# Instructions for the task
Can you copy every line of the material below word for word, leaving the pictures out of your answer?

# Saved entries
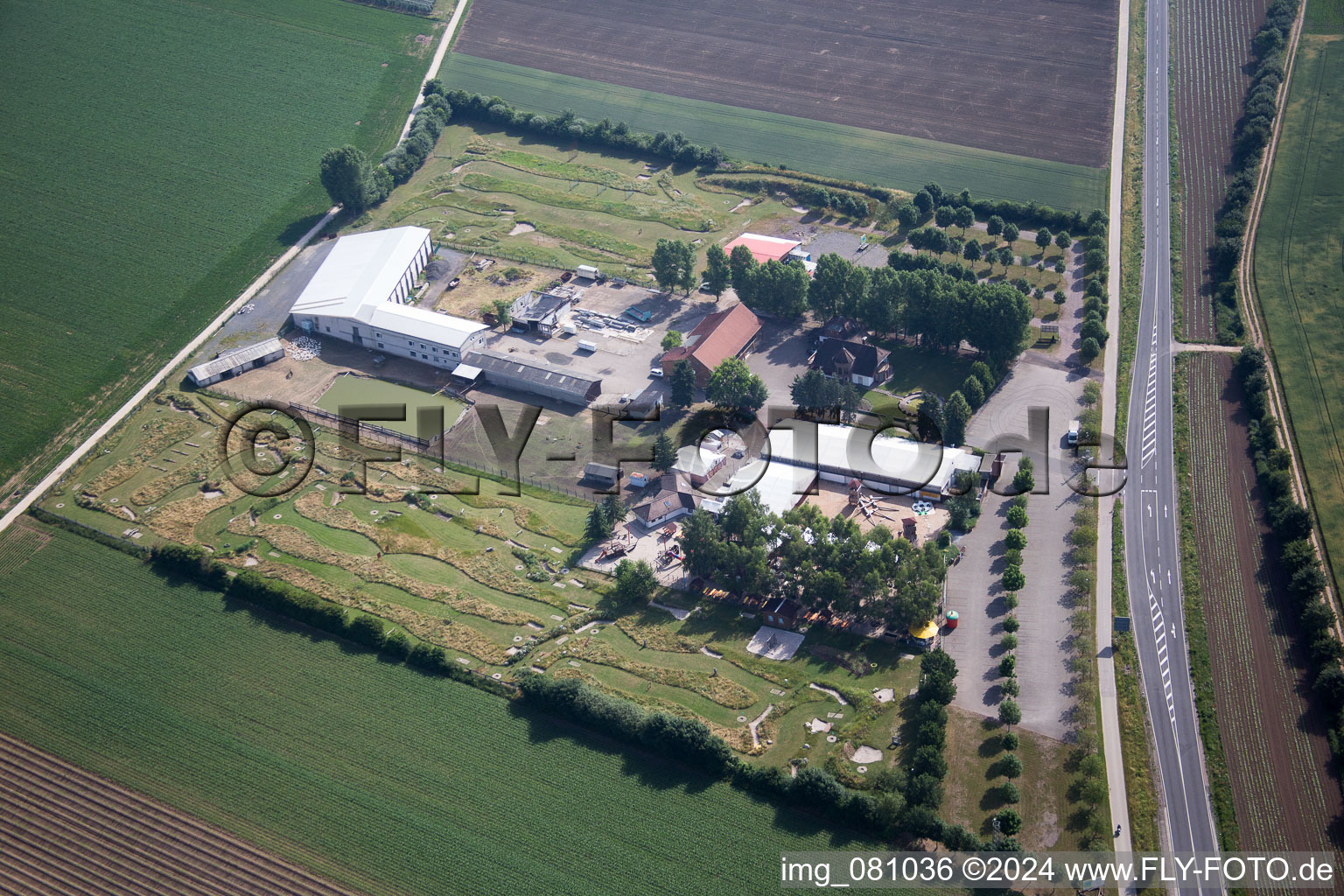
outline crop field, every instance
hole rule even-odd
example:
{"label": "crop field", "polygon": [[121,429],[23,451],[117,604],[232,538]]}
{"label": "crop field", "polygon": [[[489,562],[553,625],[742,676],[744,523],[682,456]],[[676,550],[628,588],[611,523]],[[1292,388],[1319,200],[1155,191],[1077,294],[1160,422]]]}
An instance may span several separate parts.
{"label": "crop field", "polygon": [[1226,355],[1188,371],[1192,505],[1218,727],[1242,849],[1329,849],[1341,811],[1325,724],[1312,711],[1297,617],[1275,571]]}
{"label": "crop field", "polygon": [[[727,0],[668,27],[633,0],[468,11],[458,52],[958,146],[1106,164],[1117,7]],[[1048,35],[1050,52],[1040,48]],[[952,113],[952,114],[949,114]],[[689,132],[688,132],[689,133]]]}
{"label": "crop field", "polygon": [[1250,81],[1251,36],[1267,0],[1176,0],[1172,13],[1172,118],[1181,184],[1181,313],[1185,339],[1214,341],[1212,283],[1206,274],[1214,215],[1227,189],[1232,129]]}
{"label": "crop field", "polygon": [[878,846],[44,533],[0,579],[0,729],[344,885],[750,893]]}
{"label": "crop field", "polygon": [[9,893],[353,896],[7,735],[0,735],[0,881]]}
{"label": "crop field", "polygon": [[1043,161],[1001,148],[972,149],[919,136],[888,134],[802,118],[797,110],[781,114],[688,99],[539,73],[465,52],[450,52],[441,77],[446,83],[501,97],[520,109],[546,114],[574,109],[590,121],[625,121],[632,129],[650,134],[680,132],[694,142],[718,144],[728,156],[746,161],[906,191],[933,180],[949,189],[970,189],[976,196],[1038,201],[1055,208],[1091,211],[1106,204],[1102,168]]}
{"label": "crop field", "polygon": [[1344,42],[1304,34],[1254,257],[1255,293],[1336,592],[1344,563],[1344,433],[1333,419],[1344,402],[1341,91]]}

# Output for this exercise
outline crop field, every instance
hole rule even-odd
example:
{"label": "crop field", "polygon": [[121,429],[23,451],[117,604],[232,538]]}
{"label": "crop field", "polygon": [[[489,562],[553,625],[742,676],[744,523],[682,456]],[[676,550],[628,588],[611,523]],[[1292,388],[1319,200],[1155,191],[1077,294],[1160,422]]]}
An instance may span several separate parts.
{"label": "crop field", "polygon": [[1226,355],[1188,371],[1192,505],[1218,727],[1242,849],[1329,849],[1341,811],[1325,724],[1312,711],[1297,617],[1275,571]]}
{"label": "crop field", "polygon": [[[727,0],[668,27],[633,0],[468,11],[458,52],[958,146],[1106,164],[1117,7]],[[1048,35],[1050,52],[1040,48]],[[952,113],[952,114],[949,114]],[[689,132],[688,132],[689,133]]]}
{"label": "crop field", "polygon": [[1250,81],[1251,36],[1267,0],[1176,0],[1172,13],[1172,118],[1181,184],[1181,313],[1185,339],[1214,341],[1212,283],[1206,274],[1214,215],[1227,189],[1232,129]]}
{"label": "crop field", "polygon": [[878,846],[44,533],[0,579],[0,729],[344,885],[750,893]]}
{"label": "crop field", "polygon": [[9,893],[353,896],[7,735],[0,735],[0,881]]}
{"label": "crop field", "polygon": [[1043,161],[1001,148],[972,149],[919,136],[888,134],[802,118],[797,110],[781,114],[688,99],[539,73],[465,52],[450,52],[441,77],[446,83],[501,97],[520,109],[546,114],[574,109],[590,121],[625,121],[632,129],[650,134],[680,132],[694,142],[718,144],[728,156],[746,161],[906,191],[933,180],[949,189],[970,189],[976,196],[1038,201],[1055,208],[1091,211],[1106,204],[1102,168]]}
{"label": "crop field", "polygon": [[1344,42],[1304,34],[1254,257],[1255,293],[1336,592],[1344,563],[1344,433],[1333,419],[1344,402],[1341,91]]}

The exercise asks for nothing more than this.